◆ Goal of the exercise ◆
Copy each of the following records word for word.

◆ Extracted records ◆
· · · ·

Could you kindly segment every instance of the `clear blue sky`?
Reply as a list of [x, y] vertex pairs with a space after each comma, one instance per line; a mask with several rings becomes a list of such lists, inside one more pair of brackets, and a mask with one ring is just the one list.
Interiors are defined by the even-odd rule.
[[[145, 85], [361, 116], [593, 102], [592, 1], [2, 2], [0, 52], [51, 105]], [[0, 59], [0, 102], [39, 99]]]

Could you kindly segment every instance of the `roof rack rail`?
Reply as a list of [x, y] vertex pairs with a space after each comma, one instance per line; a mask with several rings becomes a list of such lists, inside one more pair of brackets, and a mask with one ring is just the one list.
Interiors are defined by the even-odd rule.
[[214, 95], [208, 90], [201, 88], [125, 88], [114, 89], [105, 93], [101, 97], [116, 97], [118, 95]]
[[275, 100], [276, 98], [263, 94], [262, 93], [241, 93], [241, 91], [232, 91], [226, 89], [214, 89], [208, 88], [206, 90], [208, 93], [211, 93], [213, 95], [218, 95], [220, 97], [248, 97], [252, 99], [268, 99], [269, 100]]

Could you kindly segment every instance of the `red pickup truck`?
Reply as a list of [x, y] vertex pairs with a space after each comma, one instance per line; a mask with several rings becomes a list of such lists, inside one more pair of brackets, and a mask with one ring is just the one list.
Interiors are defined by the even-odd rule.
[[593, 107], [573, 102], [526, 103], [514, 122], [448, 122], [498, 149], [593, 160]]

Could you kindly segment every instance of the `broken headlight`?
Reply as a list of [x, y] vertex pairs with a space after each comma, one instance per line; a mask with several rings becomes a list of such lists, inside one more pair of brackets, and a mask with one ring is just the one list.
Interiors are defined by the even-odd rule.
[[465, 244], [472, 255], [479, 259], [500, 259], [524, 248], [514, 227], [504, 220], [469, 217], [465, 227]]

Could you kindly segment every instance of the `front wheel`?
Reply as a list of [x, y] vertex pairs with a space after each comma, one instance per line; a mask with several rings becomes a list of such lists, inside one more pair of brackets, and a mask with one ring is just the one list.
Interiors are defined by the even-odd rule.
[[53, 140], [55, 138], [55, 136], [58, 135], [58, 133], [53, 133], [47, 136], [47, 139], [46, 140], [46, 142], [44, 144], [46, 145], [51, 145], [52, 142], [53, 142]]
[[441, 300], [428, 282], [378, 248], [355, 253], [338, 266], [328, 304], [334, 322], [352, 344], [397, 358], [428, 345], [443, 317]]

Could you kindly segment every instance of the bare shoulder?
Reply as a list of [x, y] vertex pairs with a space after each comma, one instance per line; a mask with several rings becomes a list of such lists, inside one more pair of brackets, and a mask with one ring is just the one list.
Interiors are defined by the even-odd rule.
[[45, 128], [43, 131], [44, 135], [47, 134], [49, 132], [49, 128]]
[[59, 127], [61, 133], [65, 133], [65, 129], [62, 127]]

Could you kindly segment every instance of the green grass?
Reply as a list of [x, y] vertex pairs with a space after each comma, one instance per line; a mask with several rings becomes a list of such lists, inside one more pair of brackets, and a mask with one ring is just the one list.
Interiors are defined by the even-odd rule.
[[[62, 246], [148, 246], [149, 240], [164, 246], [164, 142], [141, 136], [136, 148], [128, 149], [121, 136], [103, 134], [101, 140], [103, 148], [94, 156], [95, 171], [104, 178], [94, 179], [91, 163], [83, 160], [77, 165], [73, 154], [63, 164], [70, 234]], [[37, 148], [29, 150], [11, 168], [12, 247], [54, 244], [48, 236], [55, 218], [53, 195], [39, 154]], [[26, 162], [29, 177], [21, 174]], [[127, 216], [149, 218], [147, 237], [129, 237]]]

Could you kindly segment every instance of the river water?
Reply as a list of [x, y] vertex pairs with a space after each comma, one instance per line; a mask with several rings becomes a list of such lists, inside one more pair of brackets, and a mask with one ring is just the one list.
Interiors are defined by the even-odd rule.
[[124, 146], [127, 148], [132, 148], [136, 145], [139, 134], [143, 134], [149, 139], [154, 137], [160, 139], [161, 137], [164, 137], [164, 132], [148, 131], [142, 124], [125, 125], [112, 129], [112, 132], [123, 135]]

· · · ·

◆ Expected output ◆
Could you kindly segment every instance of the `clear blue sky`?
Reply as a list of [x, y] vertex pairs with a space after each comma, one instance per line; a mask with several rings becomes a list of such lists, inside one more pair of brackets, and a mask with one ring is just the one list.
Interiors are defined by the even-odd rule.
[[[145, 85], [361, 116], [593, 102], [592, 1], [2, 2], [0, 52], [51, 105]], [[0, 59], [0, 102], [39, 99]]]

Could you kindly segment every instance of the `roof rack rail`?
Reply as a list of [x, y] vertex pairs with a space after each comma, one instance per line; a mask with several rings becomes a list of such lists, inside one more pair of brackets, and a mask with one ring is just the one list.
Interiors are defined by the even-odd rule.
[[214, 95], [208, 90], [201, 88], [125, 88], [114, 89], [105, 93], [101, 97], [116, 97], [118, 95]]
[[275, 100], [276, 98], [263, 94], [262, 93], [241, 93], [241, 91], [232, 91], [226, 89], [214, 89], [208, 88], [206, 90], [208, 93], [211, 93], [213, 95], [218, 95], [220, 97], [248, 97], [252, 99], [268, 99], [269, 100]]

Could you kindly segment every instance of the `red pickup truck`?
Reply as a list of [x, y] vertex pairs with a space after each comma, one instance per line; a mask with several rings becomes a list of such lists, inside one more pair of brackets, and a mask with one ring is just the one list.
Interiors are defined by the even-odd rule.
[[593, 107], [573, 102], [526, 103], [514, 122], [448, 122], [498, 149], [593, 160]]

Could you kindly segment every instance of the `broken headlight`?
Reply as a list of [x, y] vertex pairs with a space after each comma, one instance per line; a mask with several rings becomes a list of such lists, inside one more pair of brackets, and a mask with one ring is just the one list.
Interiors are defined by the even-odd rule.
[[465, 244], [472, 255], [479, 259], [500, 259], [524, 248], [514, 227], [504, 220], [469, 217], [465, 227]]

Could you kindly segment every instance of the `front wheel`?
Reply as a list of [x, y] vertex pairs with a space after each comma, one instance per line; a mask with several rings becomes a list of such lists, inside one more pair of brackets, and a mask with one ring is just the one list.
Interiors are defined by the even-odd rule.
[[53, 140], [55, 138], [55, 136], [58, 135], [58, 133], [53, 133], [47, 136], [47, 139], [46, 140], [46, 142], [44, 144], [46, 145], [51, 145], [52, 142], [53, 142]]
[[441, 300], [428, 282], [378, 248], [355, 253], [338, 266], [328, 304], [334, 322], [352, 344], [397, 358], [428, 345], [443, 317]]

Could you kindly segment every instance of the bare shoulder?
Reply as a list of [x, y] vertex pairs with a space after each comma, one instance per line; a mask with several rings becomes a list of such lists, inside one more pair of brackets, and a mask with one ring is just the one list.
Interiors are defined by the even-odd rule.
[[45, 128], [43, 131], [44, 135], [47, 134], [49, 132], [49, 128]]
[[59, 127], [61, 133], [65, 133], [65, 129], [62, 127]]

Could you kindly segment every instance of the green grass?
Reply as a list of [x, y] vertex pairs with a space after each comma, one instance per line; a mask with several rings becomes a list of such lists, inside one more pair of brackets, and a mask with one ring is just the one list.
Interiors are defined by the even-odd rule.
[[[62, 246], [148, 246], [149, 240], [164, 246], [164, 142], [141, 136], [136, 148], [128, 149], [121, 136], [103, 134], [101, 140], [103, 148], [94, 156], [95, 171], [104, 178], [94, 179], [91, 163], [83, 160], [77, 165], [73, 154], [63, 164], [70, 234]], [[37, 148], [29, 150], [11, 168], [12, 247], [54, 244], [48, 236], [55, 218], [53, 195], [39, 154]], [[26, 162], [29, 177], [21, 174]], [[127, 216], [149, 218], [147, 237], [129, 237]]]

Could you kindly segment every instance of the river water?
Reply as a list of [x, y] vertex pairs with a space after each comma, one instance per line; a mask with several rings becomes a list of such lists, inside one more pair of brackets, and a mask with one ring is just the one list.
Interiors are defined by the even-odd rule.
[[124, 146], [127, 148], [132, 148], [136, 145], [139, 134], [143, 134], [149, 139], [154, 137], [160, 139], [161, 137], [164, 137], [164, 132], [148, 131], [142, 124], [125, 125], [112, 129], [112, 132], [123, 135]]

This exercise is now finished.